Excerpts from annotation records —

---------------

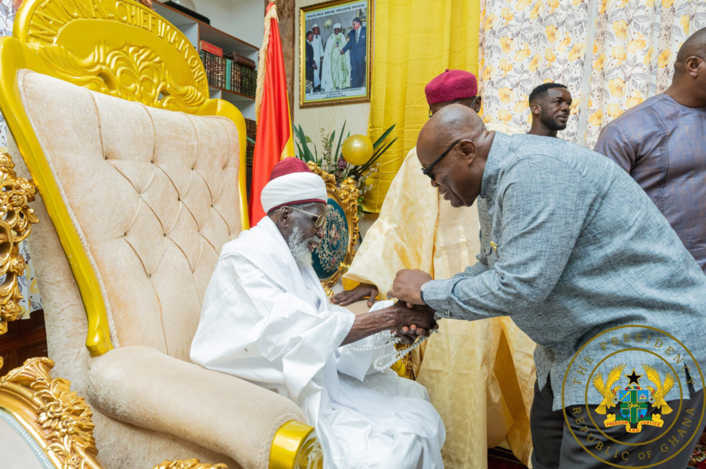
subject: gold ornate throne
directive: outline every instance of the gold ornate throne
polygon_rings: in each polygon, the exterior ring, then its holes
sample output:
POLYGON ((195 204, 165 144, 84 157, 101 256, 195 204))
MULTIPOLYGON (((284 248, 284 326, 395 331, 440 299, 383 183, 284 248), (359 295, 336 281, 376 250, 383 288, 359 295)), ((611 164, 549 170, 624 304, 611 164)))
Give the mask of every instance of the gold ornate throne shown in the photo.
POLYGON ((49 357, 104 467, 321 467, 296 405, 189 362, 220 248, 248 226, 244 120, 209 99, 186 37, 132 0, 25 0, 0 39, 0 110, 39 190, 49 357))

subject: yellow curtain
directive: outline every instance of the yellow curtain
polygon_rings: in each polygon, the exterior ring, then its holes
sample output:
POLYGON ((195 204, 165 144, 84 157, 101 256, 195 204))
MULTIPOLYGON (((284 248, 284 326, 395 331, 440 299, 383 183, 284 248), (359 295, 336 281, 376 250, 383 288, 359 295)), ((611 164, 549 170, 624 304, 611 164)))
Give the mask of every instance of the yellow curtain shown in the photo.
POLYGON ((424 86, 445 68, 477 75, 480 0, 378 0, 368 135, 375 141, 393 124, 397 138, 368 178, 367 212, 380 212, 390 183, 428 119, 424 86))

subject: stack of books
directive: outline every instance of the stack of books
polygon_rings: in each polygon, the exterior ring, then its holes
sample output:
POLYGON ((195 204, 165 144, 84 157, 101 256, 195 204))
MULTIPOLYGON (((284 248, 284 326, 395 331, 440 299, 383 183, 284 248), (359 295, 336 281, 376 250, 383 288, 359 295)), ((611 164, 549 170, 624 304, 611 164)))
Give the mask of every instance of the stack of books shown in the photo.
POLYGON ((227 56, 234 56, 233 52, 224 56, 223 49, 213 44, 201 41, 201 46, 200 55, 209 85, 255 97, 258 81, 256 71, 228 58, 227 56))

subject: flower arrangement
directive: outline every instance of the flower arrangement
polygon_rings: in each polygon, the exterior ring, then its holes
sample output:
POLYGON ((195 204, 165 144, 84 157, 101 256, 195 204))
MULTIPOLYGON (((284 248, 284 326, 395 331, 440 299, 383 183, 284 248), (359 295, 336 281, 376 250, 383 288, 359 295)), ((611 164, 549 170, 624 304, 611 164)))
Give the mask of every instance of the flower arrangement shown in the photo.
POLYGON ((335 178, 337 185, 340 185, 347 178, 353 179, 356 188, 360 191, 360 197, 358 199, 358 216, 362 219, 364 214, 361 208, 361 202, 363 196, 370 190, 370 185, 365 182, 371 174, 376 173, 380 168, 380 163, 376 162, 397 140, 395 138, 391 142, 385 143, 385 139, 395 128, 395 126, 386 130, 375 143, 371 143, 370 139, 364 135, 352 136, 350 132, 344 139, 345 128, 346 124, 344 123, 343 128, 338 133, 337 140, 336 140, 335 130, 327 135, 325 130, 321 129, 323 150, 319 153, 311 138, 304 134, 301 126, 299 126, 299 128, 294 127, 294 135, 298 140, 297 149, 300 159, 306 163, 313 162, 323 171, 333 174, 335 178), (334 142, 337 142, 335 147, 333 146, 334 142), (310 144, 313 146, 313 153, 309 148, 310 144), (361 163, 355 164, 358 162, 361 163))

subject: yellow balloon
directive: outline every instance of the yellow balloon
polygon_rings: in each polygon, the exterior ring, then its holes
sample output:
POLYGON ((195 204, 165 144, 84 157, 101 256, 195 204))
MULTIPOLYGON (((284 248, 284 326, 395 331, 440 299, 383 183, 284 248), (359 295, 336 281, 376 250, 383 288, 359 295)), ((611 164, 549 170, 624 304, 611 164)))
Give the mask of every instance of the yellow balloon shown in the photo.
POLYGON ((349 164, 365 164, 373 157, 373 142, 365 135, 351 135, 343 142, 343 159, 349 164))

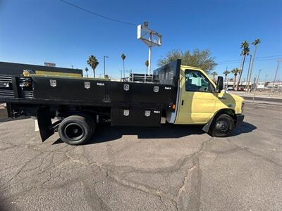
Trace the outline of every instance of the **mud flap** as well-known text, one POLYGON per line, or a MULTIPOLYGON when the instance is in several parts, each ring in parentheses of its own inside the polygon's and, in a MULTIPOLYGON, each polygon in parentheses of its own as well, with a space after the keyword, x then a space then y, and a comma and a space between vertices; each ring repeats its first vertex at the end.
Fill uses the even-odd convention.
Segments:
POLYGON ((42 142, 54 134, 48 106, 37 110, 37 122, 42 142))
POLYGON ((214 115, 209 120, 209 122, 207 122, 206 124, 204 125, 204 127, 202 128, 203 131, 204 131, 206 133, 209 133, 209 127, 212 125, 212 121, 214 121, 215 115, 214 115))

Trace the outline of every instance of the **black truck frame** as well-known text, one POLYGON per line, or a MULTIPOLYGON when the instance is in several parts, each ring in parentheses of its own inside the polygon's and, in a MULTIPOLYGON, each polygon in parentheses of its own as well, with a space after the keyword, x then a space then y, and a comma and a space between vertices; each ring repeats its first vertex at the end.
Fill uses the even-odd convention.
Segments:
POLYGON ((8 115, 37 118, 42 141, 59 130, 70 144, 87 141, 96 124, 159 127, 173 112, 180 60, 154 70, 150 82, 104 79, 0 75, 0 102, 8 115), (52 123, 51 119, 58 120, 52 123))

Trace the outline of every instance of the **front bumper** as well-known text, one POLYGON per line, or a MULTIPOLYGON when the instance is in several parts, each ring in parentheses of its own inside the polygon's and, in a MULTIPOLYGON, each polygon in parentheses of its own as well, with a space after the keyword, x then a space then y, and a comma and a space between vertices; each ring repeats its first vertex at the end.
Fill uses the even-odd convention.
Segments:
POLYGON ((245 115, 242 114, 236 115, 236 127, 242 124, 243 121, 244 121, 244 117, 245 115))

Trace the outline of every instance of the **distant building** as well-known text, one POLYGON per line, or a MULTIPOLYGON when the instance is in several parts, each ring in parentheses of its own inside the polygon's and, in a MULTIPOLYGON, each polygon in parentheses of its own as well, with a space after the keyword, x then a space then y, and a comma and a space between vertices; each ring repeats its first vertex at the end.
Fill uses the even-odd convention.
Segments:
POLYGON ((56 67, 56 64, 55 63, 44 63, 44 66, 55 68, 56 67))

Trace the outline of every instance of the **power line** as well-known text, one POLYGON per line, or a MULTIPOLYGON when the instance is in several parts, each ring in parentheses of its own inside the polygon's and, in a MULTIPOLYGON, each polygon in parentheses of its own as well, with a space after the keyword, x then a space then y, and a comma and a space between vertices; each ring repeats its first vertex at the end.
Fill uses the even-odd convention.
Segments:
POLYGON ((105 15, 100 15, 100 14, 97 13, 95 12, 92 12, 92 11, 90 11, 86 9, 86 8, 82 8, 82 7, 80 7, 79 6, 77 6, 77 5, 75 5, 73 4, 71 4, 71 3, 70 3, 70 2, 67 1, 65 1, 65 0, 59 0, 59 1, 61 1, 61 2, 63 2, 64 4, 68 4, 68 5, 71 6, 73 6, 74 8, 76 8, 80 10, 80 11, 87 12, 88 13, 100 17, 100 18, 103 18, 111 20, 111 21, 119 23, 123 23, 123 24, 127 24, 127 25, 134 25, 134 26, 137 26, 137 24, 135 24, 135 23, 129 23, 129 22, 125 22, 125 21, 119 20, 114 19, 114 18, 109 18, 109 17, 107 17, 107 16, 105 16, 105 15))
MULTIPOLYGON (((262 56, 262 57, 257 57, 256 58, 255 58, 255 60, 257 60, 257 59, 262 59, 262 58, 273 58, 273 57, 281 57, 281 55, 275 55, 275 56, 262 56)), ((276 59, 276 58, 274 58, 276 59)), ((226 60, 226 61, 221 61, 219 62, 219 63, 235 63, 235 62, 239 62, 240 61, 241 59, 235 59, 235 60, 226 60)))

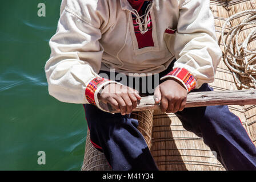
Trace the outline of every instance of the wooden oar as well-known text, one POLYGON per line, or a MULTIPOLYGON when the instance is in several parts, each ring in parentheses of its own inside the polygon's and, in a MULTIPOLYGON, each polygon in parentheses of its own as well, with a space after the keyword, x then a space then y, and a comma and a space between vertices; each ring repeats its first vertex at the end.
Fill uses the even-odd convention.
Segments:
MULTIPOLYGON (((110 113, 118 113, 109 104, 100 104, 110 113)), ((256 90, 191 92, 187 95, 186 107, 230 105, 256 105, 256 90)), ((154 96, 150 96, 142 97, 134 111, 159 109, 160 105, 155 104, 154 96)))

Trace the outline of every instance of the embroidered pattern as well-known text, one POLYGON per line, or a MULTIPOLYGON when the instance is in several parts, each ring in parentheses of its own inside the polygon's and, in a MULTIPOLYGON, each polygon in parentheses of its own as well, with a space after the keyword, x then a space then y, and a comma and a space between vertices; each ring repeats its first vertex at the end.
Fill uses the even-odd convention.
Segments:
POLYGON ((96 102, 94 100, 95 92, 100 85, 108 81, 109 80, 104 78, 97 77, 93 79, 88 84, 85 89, 85 96, 86 100, 90 104, 96 105, 96 102))
POLYGON ((168 28, 165 30, 165 32, 169 34, 175 34, 175 32, 176 32, 177 30, 177 29, 173 30, 173 29, 168 28))
POLYGON ((189 92, 195 88, 196 82, 195 78, 186 69, 175 68, 167 75, 175 76, 182 80, 187 86, 189 92))

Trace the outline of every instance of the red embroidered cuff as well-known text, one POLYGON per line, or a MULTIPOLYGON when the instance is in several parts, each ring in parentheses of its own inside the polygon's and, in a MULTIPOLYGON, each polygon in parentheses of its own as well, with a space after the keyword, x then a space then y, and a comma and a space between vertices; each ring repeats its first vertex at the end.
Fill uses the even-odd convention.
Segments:
POLYGON ((109 80, 104 78, 97 77, 93 78, 85 89, 85 96, 87 101, 91 104, 96 105, 95 93, 97 88, 102 84, 109 82, 109 80))
POLYGON ((181 80, 186 85, 189 92, 195 88, 195 78, 185 68, 178 68, 168 73, 166 76, 171 76, 181 80))

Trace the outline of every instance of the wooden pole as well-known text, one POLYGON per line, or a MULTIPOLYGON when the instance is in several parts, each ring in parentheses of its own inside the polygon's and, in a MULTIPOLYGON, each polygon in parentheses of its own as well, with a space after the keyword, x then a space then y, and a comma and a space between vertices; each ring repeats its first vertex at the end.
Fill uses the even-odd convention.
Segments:
MULTIPOLYGON (((186 107, 214 105, 255 105, 256 90, 229 90, 191 92, 187 98, 186 107)), ((112 113, 118 111, 112 109, 110 105, 101 103, 104 109, 112 113)), ((160 105, 155 104, 153 96, 143 97, 138 103, 135 111, 149 109, 159 109, 160 105)))

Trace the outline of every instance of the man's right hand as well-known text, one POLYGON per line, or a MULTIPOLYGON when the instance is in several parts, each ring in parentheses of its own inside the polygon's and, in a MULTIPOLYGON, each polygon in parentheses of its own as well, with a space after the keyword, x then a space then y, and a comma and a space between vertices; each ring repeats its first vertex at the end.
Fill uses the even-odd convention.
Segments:
POLYGON ((141 99, 137 90, 116 84, 105 86, 98 97, 102 102, 110 104, 122 115, 131 113, 137 106, 138 101, 141 99))

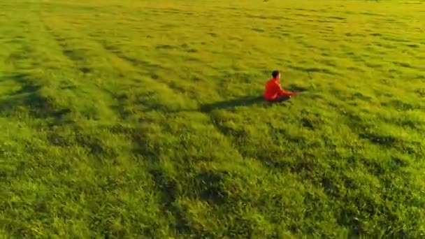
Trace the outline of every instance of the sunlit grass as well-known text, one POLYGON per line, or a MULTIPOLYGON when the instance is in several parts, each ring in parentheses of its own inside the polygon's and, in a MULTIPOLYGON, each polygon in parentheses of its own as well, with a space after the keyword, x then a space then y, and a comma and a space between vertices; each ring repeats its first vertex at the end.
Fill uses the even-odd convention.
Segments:
POLYGON ((423 237, 424 6, 0 3, 0 233, 423 237))

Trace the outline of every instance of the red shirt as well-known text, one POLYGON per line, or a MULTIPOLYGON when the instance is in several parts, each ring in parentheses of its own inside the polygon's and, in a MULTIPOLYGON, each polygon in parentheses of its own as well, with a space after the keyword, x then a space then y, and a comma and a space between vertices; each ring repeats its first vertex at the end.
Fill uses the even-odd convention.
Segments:
POLYGON ((285 92, 282 89, 279 79, 271 78, 266 83, 264 99, 267 101, 275 101, 282 96, 291 96, 291 92, 285 92))

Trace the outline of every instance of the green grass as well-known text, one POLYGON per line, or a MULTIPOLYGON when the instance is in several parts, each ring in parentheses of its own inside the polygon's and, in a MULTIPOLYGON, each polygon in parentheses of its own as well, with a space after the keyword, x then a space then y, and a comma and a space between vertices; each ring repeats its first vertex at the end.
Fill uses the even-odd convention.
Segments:
POLYGON ((1 1, 0 235, 424 238, 424 8, 1 1))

---------------

EXERCISE DESCRIPTION —
Copy, word for word, the lines from the one containing "Trace the outline of every instance of the embroidered" through the one containing "POLYGON ((189 92, 195", with both of those lines included.

FULL OUTPUT —
Trace the outline of every instance of the embroidered pattern as well-known text, one POLYGON per line, or a MULTIPOLYGON when the instance is in several parts, each ring in parentheses of its own inside the polygon's and, in a MULTIPOLYGON, each polygon in parentheses of its own as well, with a space after the keyword, x then a space then y, and a comma and a space between vertices; each ring repeats its first vertex at the end.
Fill uses the even-odd convention.
Segments:
POLYGON ((96 102, 94 100, 95 92, 100 85, 108 81, 109 80, 104 78, 97 77, 93 79, 88 84, 85 89, 85 96, 86 100, 90 104, 96 105, 96 102))
POLYGON ((168 28, 165 30, 165 32, 169 34, 175 34, 175 32, 176 32, 177 30, 177 29, 173 30, 173 29, 168 28))
POLYGON ((189 92, 195 88, 196 82, 195 78, 186 69, 175 68, 167 75, 175 76, 182 80, 187 86, 189 92))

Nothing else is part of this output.